WHAT THE EXERCISE ASKS:
Convert only the stretch of the material below running from the line containing "Would you be so kind as to point out the video" through the end into a numbered list, leaving out any blank lines.

▬▬▬

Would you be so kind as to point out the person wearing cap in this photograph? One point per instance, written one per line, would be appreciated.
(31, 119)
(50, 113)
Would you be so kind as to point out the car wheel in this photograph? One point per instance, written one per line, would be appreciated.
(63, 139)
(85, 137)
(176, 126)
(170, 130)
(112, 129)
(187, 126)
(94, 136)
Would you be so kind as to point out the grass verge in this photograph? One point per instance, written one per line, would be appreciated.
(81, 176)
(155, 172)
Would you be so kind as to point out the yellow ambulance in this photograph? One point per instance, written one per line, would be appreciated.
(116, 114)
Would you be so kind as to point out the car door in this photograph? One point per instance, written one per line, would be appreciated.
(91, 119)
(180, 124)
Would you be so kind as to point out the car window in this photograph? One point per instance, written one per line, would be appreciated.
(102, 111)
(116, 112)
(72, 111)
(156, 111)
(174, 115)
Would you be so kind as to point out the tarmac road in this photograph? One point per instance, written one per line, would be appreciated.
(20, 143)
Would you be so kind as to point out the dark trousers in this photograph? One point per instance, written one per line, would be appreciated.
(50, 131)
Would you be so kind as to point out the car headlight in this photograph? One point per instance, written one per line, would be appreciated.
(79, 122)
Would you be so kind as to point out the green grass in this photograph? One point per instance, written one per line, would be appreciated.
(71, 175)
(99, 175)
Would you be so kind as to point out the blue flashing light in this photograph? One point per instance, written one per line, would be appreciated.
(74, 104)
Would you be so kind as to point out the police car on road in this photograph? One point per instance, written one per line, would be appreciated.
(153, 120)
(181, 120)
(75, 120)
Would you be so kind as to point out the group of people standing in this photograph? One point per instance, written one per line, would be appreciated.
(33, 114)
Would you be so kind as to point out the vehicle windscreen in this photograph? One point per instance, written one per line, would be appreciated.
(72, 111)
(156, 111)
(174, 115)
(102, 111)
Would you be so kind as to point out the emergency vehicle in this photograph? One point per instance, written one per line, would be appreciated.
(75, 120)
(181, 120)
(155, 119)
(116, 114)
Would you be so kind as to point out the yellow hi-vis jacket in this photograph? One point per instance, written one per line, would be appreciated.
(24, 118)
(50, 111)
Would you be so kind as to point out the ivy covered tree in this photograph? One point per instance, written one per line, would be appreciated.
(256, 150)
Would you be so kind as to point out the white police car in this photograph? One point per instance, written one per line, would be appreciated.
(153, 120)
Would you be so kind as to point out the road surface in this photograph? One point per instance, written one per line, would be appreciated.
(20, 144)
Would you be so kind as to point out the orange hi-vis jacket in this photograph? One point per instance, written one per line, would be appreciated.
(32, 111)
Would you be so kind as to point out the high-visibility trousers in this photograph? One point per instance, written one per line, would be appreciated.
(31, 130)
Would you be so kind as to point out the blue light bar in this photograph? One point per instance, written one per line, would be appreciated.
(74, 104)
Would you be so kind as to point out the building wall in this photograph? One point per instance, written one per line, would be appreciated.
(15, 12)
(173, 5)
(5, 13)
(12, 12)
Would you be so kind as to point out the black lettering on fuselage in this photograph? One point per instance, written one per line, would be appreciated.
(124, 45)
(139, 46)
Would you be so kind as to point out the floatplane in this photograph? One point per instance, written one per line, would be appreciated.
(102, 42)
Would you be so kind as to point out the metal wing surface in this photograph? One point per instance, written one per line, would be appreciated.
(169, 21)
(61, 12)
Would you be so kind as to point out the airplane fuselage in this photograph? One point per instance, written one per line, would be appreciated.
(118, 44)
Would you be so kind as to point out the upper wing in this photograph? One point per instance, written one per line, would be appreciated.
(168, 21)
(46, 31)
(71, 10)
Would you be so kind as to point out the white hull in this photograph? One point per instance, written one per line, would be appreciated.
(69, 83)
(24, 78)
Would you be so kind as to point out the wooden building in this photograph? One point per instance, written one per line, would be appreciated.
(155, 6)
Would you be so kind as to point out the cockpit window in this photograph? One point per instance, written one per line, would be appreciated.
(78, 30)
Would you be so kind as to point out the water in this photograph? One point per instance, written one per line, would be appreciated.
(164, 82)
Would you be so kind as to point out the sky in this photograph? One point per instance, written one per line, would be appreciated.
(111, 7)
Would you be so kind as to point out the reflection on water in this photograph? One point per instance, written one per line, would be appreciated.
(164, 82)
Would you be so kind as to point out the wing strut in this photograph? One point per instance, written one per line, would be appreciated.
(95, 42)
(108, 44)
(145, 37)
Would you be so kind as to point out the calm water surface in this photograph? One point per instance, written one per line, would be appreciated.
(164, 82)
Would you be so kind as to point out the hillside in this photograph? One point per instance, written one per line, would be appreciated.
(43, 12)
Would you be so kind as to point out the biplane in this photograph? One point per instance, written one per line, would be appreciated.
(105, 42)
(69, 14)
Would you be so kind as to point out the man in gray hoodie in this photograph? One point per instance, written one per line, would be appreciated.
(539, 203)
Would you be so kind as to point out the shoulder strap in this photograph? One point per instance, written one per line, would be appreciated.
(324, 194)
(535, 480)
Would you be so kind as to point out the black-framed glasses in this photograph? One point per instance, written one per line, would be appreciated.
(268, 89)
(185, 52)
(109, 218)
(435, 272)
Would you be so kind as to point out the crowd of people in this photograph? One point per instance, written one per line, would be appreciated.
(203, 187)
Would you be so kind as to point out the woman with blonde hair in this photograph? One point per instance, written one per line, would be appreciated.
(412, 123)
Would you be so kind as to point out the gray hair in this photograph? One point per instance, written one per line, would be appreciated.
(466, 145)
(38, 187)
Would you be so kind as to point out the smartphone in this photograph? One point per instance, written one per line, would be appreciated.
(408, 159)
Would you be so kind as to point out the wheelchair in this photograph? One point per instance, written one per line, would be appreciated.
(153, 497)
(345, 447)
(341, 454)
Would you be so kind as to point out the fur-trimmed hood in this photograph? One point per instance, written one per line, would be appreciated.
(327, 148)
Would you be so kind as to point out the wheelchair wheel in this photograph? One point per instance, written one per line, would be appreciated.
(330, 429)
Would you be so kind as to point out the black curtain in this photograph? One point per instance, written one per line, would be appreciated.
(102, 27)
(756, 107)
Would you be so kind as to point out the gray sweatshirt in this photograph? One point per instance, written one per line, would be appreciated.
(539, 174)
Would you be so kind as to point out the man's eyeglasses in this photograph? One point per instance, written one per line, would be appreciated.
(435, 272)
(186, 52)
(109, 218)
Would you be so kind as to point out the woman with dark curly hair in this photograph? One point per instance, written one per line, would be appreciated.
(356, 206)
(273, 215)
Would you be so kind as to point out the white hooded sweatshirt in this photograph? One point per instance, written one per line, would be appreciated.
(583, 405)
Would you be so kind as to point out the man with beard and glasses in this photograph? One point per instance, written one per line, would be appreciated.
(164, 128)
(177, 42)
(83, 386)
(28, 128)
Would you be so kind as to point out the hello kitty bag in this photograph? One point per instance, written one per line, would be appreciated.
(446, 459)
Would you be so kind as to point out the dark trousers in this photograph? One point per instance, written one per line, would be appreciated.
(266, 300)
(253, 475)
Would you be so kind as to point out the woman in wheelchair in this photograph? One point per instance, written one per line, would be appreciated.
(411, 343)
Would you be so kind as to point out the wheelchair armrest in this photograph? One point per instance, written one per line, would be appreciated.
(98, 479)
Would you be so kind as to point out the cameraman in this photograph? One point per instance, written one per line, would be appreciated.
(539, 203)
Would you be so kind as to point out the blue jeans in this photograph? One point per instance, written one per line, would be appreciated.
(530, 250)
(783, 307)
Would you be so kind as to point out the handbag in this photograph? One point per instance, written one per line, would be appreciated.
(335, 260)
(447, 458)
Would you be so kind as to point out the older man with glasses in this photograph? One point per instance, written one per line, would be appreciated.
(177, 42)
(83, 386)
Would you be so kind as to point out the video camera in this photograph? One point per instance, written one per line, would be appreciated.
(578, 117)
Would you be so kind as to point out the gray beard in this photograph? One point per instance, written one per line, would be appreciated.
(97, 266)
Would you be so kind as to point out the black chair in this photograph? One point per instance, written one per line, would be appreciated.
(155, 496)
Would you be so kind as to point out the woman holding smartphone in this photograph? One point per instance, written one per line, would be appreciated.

▬▬▬

RESULT OF THIS EXERCISE:
1. Would you be so kind as to point out the video camera in this photograph? One point per instance, written one per line, would be appreciated.
2. (578, 117)
3. Would you be so kind as to point out the gray beard in this photograph? One point per instance, written one per line, would be appreciated.
4. (97, 266)
5. Would you be so kind as to point out the black chair in this photograph? One point per instance, written one per line, would be appreciated.
6. (155, 496)
7. Would you be so kind as to point out the woman holding smartphone in this photograph? One point per instance, written one per line, would be appreciated.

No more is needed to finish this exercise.